--- BEGIN EXTRACTED MATERIAL ---

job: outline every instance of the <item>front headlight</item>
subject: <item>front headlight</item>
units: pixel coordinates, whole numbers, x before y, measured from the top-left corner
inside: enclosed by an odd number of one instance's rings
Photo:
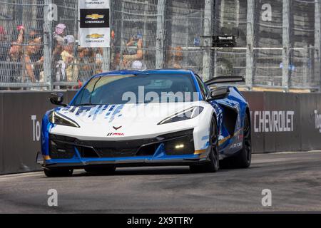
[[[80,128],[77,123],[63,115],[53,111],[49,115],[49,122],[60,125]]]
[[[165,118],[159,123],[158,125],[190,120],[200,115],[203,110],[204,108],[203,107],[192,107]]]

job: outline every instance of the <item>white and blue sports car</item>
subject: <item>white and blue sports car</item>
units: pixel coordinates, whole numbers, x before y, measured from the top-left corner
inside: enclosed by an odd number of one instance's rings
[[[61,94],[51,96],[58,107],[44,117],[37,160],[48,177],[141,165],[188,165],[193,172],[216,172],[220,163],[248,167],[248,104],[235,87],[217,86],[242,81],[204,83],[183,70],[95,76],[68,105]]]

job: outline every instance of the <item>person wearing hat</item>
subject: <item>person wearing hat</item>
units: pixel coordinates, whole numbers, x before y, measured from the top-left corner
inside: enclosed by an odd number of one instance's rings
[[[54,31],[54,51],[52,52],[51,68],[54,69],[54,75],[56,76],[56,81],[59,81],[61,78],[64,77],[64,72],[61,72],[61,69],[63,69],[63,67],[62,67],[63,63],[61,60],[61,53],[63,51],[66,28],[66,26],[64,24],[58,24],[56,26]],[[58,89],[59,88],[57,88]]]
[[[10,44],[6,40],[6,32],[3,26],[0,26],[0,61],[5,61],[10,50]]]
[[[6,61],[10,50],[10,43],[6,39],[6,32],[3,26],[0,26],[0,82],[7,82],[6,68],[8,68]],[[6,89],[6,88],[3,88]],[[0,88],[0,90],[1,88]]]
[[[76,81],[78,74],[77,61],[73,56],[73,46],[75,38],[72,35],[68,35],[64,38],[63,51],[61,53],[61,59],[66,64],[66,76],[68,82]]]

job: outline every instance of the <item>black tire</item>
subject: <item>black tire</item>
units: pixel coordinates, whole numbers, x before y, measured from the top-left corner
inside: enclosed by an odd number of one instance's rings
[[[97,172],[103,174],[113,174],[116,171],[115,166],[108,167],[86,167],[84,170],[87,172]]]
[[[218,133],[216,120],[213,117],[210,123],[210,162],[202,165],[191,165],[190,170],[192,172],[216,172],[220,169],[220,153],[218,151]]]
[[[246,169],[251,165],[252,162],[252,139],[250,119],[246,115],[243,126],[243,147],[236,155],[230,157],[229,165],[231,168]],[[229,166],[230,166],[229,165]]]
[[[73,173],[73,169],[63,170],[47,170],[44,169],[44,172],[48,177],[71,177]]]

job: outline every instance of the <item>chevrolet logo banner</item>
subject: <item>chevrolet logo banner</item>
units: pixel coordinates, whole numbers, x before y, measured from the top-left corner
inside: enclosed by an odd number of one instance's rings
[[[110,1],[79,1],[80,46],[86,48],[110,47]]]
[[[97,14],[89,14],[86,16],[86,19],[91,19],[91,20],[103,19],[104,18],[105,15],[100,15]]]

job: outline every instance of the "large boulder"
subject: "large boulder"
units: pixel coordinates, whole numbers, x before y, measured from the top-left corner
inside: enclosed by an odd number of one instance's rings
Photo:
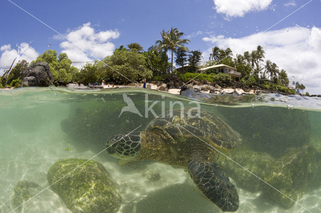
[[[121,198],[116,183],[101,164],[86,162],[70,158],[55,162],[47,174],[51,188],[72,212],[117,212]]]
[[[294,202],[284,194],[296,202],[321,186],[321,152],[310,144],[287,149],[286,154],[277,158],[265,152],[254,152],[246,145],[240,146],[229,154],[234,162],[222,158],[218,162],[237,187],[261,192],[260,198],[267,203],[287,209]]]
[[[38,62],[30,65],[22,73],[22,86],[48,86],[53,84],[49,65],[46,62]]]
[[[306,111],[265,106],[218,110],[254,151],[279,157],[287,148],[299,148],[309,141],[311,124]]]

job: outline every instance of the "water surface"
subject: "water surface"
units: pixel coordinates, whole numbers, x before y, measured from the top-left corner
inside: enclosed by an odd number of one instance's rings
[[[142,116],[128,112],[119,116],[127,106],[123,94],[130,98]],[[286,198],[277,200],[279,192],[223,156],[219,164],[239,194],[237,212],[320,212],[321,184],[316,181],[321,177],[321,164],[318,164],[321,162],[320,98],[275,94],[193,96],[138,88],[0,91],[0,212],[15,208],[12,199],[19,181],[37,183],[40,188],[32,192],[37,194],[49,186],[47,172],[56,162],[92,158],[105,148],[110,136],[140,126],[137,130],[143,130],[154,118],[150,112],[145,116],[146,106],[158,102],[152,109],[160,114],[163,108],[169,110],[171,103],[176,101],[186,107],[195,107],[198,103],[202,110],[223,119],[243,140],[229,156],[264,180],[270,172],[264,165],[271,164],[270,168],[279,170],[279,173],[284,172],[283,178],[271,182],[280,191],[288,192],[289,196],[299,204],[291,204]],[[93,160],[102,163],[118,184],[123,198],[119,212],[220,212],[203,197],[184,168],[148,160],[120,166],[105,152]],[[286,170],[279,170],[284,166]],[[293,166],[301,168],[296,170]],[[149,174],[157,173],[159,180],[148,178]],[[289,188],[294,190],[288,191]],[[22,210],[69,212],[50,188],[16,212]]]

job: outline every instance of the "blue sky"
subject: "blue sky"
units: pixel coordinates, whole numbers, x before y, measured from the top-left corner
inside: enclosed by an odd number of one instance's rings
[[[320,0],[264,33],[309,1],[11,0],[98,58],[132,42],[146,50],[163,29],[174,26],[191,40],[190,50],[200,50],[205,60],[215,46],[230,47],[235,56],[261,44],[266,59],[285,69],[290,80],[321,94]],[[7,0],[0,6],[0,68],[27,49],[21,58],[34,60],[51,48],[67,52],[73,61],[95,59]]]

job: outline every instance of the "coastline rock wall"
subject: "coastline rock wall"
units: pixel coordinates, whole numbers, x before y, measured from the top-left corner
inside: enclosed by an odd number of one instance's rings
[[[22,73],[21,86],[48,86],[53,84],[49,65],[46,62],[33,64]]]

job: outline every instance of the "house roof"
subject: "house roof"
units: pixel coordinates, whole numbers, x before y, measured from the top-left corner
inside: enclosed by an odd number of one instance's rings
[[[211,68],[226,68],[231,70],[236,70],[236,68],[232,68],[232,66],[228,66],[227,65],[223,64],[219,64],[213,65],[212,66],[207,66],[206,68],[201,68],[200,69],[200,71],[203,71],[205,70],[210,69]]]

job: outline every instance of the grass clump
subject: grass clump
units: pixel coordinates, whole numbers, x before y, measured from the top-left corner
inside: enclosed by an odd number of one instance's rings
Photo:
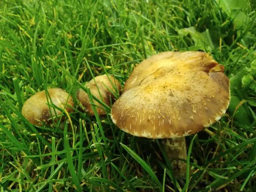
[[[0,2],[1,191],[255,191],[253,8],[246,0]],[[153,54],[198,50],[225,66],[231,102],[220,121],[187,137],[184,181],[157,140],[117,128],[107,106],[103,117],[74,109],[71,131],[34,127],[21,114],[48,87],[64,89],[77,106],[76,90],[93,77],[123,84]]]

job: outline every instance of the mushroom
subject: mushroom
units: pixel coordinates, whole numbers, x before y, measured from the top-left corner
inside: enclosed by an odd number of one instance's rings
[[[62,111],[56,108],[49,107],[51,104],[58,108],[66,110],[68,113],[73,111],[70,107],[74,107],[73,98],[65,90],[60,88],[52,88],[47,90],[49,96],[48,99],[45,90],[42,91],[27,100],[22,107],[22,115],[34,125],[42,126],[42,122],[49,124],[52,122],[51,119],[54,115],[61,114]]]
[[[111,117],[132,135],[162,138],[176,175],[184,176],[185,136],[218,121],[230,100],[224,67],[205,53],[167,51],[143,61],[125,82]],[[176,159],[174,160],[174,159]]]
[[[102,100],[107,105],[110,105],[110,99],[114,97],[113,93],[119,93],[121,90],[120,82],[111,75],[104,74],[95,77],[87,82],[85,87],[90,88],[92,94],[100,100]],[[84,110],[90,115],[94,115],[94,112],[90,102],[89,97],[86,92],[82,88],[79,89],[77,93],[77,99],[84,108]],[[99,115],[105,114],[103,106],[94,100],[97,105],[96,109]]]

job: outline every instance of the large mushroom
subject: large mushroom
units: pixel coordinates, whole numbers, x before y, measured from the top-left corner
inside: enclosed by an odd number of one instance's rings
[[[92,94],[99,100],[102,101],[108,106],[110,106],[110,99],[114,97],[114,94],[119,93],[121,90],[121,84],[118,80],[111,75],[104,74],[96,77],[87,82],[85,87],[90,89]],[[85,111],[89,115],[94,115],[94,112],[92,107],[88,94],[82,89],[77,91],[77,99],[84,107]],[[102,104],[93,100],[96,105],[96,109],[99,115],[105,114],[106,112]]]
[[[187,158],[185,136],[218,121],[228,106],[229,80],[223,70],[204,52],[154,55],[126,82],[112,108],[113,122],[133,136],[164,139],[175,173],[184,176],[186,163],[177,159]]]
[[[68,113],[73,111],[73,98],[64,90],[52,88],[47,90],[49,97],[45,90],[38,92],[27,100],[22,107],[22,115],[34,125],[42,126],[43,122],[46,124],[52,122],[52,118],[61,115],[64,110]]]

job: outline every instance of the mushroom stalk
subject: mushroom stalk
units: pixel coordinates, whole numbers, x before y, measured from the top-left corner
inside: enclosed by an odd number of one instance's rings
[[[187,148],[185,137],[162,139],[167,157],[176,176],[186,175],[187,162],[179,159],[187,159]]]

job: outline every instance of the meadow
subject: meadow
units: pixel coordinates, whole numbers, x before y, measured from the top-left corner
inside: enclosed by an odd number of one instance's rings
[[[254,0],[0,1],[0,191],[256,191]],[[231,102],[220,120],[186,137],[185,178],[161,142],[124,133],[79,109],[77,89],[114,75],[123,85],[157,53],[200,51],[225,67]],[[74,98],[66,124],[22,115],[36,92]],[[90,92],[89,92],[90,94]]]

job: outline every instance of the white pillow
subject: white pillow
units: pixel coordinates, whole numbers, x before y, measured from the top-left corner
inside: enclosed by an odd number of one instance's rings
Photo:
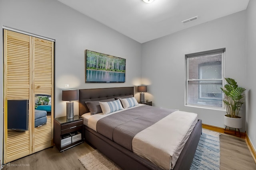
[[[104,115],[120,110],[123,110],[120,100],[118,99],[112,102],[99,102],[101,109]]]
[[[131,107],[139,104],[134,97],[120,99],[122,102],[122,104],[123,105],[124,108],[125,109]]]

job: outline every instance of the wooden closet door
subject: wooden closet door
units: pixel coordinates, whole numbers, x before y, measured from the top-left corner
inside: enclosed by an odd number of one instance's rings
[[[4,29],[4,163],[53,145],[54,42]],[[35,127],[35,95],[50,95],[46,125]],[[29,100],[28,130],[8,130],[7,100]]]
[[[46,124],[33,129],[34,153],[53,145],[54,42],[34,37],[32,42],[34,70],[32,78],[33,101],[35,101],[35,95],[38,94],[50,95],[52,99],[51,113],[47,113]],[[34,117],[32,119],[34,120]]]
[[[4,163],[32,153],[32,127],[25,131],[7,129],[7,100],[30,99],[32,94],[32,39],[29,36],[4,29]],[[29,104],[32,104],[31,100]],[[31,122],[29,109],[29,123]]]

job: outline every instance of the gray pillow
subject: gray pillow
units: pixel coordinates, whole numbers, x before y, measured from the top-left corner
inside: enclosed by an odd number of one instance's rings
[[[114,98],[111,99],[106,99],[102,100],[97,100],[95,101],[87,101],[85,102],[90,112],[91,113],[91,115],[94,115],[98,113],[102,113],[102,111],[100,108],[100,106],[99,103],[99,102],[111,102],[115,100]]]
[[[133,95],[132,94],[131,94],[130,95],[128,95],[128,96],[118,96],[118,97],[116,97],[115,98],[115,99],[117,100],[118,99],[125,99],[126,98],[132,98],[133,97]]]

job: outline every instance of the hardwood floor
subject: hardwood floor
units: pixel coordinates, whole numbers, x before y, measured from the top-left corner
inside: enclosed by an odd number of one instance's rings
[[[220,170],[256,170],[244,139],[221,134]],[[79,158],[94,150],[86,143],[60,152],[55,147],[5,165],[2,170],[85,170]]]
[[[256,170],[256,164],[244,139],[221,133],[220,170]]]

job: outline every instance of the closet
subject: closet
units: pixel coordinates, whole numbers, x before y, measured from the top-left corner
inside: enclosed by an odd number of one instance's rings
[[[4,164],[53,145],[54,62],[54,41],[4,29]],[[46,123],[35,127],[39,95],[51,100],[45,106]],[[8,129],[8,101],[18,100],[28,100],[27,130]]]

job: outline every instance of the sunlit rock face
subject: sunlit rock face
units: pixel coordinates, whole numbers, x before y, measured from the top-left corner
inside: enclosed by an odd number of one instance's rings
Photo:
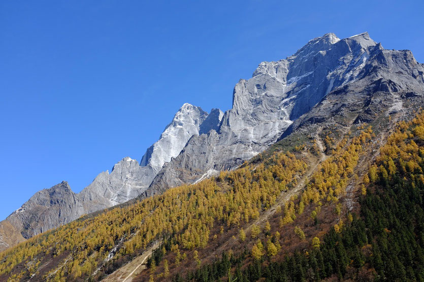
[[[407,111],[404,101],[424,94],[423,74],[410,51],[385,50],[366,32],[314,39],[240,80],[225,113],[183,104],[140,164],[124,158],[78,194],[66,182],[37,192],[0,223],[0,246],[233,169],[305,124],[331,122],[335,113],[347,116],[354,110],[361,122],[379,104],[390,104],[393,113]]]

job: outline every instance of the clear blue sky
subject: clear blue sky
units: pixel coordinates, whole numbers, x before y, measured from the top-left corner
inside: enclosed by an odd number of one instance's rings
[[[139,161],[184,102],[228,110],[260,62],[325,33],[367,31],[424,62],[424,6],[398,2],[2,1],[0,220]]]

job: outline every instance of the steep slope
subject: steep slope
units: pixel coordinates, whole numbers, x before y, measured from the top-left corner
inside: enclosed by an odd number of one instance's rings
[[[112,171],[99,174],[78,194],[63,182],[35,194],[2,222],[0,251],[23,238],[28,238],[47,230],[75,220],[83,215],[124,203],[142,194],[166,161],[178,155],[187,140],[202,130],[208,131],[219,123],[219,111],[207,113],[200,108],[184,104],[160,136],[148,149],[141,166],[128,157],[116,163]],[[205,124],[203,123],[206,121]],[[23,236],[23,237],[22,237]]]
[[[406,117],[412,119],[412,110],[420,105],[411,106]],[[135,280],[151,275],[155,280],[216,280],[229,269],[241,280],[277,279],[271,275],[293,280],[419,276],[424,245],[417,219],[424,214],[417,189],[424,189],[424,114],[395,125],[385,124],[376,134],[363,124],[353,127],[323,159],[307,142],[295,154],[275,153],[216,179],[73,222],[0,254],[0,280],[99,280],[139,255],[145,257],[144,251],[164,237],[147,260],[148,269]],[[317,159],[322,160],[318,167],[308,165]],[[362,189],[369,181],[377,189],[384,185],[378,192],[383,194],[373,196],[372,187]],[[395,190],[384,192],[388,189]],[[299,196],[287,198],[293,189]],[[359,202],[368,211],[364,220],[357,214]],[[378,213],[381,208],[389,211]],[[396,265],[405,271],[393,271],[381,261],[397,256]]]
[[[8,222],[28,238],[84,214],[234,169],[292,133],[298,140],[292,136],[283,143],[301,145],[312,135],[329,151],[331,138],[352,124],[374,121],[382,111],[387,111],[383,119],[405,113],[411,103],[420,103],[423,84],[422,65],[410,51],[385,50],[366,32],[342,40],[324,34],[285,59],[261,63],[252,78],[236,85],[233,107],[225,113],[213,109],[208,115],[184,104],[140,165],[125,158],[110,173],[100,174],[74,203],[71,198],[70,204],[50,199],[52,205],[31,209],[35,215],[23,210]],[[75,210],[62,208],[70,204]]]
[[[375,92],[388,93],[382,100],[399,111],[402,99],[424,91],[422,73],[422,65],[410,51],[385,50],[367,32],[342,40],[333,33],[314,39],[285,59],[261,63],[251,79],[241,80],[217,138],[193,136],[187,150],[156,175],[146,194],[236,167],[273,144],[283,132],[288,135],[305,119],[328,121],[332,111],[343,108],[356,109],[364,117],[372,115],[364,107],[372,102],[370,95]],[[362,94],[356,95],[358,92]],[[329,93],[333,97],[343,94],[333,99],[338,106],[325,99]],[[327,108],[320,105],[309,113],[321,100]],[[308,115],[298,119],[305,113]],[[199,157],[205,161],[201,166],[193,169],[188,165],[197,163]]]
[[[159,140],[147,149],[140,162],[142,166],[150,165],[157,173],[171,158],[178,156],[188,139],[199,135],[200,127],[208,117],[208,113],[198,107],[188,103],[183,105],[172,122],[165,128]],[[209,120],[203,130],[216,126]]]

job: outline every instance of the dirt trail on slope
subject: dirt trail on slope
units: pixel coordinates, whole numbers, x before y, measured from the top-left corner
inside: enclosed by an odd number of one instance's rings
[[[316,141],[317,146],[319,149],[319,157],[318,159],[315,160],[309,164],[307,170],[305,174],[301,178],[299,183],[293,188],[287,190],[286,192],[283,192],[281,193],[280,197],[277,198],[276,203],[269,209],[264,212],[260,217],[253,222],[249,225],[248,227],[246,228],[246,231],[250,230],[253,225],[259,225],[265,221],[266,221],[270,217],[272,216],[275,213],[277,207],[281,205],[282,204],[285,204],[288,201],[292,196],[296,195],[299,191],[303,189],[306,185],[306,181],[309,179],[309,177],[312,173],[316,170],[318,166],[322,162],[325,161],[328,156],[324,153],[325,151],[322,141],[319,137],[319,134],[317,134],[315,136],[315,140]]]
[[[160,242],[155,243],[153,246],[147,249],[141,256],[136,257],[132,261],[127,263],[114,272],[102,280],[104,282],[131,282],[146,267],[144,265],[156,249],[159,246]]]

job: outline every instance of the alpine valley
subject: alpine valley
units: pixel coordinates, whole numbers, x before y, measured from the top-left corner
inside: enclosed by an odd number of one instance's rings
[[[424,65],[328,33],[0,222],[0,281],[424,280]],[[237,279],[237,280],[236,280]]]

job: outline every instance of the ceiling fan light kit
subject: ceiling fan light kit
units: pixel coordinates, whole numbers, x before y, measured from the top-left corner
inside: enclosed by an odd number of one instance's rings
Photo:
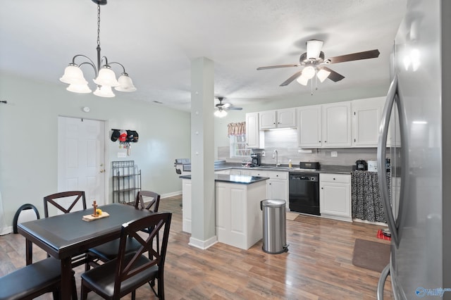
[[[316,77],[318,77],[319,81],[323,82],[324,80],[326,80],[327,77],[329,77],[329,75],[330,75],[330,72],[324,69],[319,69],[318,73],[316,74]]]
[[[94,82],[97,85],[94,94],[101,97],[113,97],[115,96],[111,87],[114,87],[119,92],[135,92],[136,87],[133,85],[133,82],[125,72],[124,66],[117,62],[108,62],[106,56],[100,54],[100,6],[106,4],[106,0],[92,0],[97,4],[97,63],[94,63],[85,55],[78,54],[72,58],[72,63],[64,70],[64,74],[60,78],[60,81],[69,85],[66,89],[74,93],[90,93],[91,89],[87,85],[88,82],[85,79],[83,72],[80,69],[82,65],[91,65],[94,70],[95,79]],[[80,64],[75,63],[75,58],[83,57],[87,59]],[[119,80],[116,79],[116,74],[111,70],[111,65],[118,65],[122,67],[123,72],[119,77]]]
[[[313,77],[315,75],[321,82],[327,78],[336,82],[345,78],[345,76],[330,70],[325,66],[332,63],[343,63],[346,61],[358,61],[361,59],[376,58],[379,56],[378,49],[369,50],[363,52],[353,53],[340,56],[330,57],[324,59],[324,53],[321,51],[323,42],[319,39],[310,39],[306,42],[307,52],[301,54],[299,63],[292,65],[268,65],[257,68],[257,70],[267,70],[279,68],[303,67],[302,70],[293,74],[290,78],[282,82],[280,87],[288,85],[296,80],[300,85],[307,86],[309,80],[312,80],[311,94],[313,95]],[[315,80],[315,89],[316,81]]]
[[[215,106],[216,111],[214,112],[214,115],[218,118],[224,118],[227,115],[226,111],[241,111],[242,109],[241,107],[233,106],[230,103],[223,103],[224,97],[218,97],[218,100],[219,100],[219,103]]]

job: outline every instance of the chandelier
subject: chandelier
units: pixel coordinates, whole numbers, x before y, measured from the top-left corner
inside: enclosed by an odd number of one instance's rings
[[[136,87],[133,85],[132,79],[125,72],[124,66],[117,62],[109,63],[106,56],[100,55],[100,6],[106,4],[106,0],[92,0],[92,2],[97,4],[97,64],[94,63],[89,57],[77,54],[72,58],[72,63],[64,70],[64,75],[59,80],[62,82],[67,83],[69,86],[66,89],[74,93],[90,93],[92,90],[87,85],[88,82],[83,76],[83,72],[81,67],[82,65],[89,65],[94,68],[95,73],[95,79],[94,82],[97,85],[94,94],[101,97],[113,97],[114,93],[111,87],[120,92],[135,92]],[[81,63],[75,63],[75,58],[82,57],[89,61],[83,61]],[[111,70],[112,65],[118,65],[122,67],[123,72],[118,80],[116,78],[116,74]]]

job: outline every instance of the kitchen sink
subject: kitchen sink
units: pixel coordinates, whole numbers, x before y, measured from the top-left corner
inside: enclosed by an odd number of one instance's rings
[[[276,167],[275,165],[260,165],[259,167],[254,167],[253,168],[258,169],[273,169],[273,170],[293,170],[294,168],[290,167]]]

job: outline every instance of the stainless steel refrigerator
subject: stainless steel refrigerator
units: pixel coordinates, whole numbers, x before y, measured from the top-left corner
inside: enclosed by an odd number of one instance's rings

--- END EXTRACTED MATERIAL ---

- **YOUR TASK**
List every line of the material that contains the string "hardwood". Matching is case-sensitive.

- **EXERCISE OUTPUT**
job: outline every instance of the hardwood floor
subject: hardwood floor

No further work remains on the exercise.